* [SUPPLIED DATA]
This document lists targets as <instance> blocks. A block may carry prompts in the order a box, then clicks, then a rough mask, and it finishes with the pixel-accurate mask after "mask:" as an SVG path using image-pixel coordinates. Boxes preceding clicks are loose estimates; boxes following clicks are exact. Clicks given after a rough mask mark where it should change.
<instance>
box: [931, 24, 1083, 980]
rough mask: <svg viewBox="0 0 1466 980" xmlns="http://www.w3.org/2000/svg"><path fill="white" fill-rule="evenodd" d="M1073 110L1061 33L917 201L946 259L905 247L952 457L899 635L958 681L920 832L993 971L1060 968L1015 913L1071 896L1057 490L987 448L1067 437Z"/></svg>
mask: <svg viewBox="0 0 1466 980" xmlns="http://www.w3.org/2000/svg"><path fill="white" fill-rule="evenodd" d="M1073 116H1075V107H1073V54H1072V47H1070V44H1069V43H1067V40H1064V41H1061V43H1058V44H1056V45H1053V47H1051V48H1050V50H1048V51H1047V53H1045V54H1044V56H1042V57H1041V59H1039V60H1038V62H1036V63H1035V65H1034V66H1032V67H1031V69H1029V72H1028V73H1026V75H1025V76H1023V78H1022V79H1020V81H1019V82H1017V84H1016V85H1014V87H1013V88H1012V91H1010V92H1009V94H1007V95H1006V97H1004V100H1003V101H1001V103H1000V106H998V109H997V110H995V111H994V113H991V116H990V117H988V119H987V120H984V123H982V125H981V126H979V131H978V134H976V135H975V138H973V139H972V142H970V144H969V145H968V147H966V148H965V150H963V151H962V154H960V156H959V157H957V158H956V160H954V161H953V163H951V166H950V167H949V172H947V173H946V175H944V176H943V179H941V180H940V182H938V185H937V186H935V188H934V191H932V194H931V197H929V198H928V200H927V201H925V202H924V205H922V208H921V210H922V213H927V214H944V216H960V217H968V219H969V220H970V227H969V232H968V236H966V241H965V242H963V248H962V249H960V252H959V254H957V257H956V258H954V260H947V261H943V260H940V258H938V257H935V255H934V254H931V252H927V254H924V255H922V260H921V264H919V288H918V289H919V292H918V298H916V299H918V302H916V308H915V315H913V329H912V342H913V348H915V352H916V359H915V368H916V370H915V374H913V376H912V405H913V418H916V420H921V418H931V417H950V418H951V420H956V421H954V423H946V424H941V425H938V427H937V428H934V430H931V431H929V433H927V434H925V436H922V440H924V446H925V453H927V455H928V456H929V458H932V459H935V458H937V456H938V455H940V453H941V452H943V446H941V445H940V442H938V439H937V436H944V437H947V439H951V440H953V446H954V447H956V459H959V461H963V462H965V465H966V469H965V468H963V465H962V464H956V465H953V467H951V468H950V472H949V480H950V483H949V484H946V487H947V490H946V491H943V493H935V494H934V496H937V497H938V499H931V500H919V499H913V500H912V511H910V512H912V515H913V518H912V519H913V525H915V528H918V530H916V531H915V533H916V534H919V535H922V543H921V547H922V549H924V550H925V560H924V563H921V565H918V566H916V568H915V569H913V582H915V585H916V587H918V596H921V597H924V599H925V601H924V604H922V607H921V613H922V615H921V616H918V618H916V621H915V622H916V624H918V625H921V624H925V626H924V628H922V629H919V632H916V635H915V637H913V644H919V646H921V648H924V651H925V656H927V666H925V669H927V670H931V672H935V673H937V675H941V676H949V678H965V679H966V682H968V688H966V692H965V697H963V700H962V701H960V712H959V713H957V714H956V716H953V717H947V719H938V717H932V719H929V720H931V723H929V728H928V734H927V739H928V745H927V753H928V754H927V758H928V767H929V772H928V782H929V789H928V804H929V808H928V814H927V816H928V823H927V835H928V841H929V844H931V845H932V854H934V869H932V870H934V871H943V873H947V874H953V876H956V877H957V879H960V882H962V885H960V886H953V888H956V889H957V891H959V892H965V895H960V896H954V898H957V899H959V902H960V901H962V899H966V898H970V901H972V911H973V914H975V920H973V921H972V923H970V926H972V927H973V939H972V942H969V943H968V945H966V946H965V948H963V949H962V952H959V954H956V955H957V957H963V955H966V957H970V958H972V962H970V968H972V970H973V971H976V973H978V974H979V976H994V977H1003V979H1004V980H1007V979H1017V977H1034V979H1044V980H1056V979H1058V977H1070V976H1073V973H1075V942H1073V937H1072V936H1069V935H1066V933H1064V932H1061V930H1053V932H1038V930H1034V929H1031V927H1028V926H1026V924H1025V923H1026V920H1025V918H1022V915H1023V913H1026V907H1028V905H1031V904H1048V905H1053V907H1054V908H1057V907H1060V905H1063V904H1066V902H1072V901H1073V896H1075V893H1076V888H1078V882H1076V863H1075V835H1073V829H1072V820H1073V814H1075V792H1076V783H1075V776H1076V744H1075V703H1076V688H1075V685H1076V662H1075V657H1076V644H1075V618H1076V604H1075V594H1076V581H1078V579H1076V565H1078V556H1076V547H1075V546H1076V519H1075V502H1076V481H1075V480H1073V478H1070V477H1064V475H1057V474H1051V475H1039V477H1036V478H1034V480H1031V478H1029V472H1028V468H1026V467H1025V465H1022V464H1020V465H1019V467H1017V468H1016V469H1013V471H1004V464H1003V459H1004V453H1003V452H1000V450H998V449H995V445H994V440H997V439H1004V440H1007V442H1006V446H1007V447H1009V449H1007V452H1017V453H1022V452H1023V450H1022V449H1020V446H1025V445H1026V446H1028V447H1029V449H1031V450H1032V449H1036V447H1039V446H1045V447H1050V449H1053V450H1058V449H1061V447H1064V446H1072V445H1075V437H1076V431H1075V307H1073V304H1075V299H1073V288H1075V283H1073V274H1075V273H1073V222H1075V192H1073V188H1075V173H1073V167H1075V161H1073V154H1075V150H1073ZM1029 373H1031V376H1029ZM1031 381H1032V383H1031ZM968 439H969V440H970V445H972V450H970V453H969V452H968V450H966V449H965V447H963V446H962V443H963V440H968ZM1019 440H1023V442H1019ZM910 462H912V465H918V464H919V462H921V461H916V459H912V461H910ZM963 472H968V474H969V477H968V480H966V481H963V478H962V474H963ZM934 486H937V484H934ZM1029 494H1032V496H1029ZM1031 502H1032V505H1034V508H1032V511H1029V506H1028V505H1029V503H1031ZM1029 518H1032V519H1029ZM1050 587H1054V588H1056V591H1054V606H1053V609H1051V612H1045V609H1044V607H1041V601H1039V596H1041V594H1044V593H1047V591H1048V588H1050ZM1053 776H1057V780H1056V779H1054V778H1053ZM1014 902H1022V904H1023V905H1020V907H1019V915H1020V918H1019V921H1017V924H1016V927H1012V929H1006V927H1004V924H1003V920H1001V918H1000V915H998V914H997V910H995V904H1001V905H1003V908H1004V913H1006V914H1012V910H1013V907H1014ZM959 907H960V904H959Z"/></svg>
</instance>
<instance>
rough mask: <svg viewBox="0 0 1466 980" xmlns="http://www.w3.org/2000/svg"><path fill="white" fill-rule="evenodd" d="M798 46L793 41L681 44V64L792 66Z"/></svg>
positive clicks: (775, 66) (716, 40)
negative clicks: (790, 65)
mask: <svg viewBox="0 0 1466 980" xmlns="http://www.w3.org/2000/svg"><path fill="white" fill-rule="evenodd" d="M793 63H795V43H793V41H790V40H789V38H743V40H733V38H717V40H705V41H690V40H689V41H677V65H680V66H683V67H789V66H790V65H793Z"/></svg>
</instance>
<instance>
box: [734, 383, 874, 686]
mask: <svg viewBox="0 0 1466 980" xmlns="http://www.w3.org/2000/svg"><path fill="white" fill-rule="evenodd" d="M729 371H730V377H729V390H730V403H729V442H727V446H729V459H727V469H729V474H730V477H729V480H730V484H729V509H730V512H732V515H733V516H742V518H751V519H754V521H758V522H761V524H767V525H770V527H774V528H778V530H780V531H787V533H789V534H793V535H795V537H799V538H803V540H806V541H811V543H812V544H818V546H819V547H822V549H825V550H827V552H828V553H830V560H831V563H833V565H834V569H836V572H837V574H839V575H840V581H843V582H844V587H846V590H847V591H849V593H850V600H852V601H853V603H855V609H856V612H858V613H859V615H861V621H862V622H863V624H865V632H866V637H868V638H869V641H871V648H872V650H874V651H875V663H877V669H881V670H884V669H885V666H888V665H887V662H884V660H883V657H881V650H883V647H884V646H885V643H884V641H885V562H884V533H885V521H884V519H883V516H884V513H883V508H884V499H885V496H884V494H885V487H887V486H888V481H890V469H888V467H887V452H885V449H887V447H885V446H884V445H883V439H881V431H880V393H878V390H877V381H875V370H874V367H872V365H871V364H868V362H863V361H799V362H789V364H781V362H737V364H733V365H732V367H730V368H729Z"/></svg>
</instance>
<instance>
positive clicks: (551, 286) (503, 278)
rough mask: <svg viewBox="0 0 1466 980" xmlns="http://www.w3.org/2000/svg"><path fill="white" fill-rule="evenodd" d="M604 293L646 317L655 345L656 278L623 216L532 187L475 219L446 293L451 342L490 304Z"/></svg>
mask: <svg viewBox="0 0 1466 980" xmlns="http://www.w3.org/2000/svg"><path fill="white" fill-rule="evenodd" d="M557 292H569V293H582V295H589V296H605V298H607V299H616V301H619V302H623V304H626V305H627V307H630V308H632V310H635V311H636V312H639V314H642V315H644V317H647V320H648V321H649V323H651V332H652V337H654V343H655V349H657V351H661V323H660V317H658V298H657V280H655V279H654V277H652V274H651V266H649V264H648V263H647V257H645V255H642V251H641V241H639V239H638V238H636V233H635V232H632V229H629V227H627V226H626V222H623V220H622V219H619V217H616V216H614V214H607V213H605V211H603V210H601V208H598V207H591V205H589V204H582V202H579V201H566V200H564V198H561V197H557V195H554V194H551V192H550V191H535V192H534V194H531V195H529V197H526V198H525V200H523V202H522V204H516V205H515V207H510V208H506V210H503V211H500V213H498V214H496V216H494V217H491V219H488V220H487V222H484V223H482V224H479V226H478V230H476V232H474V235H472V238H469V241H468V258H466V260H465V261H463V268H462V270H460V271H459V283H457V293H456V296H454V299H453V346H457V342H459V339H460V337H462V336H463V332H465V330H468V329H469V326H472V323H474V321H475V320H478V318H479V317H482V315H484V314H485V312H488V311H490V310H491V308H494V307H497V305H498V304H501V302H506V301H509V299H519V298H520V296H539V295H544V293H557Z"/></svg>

* [REQUIRED ACTION] Rewrite the records, starting at the first line and ending at the line that contains "110L1061 33L917 201L946". Replace "rough mask" with "coarse mask" and leave everything else unchanged.

* [ANSWER TO THE EXERCISE]
This document lists targets as <instance> blocks. A block may carry prompts in the order a box, then clicks, then a coarse mask, and it finishes with the pixel-accurate mask after "mask:" as an SVG path using image-pixel coordinates. Boxes preceding clicks are loose estimates; boxes following clicks are exact. Clicks given after a coarse mask mark where it should change.
<instance>
box: [931, 24, 1083, 980]
coarse mask: <svg viewBox="0 0 1466 980" xmlns="http://www.w3.org/2000/svg"><path fill="white" fill-rule="evenodd" d="M1073 110L1061 33L917 201L946 259L905 247L952 457L899 635L958 681L920 832L993 971L1060 968L1015 913L1071 896L1057 490L987 448L1067 437Z"/></svg>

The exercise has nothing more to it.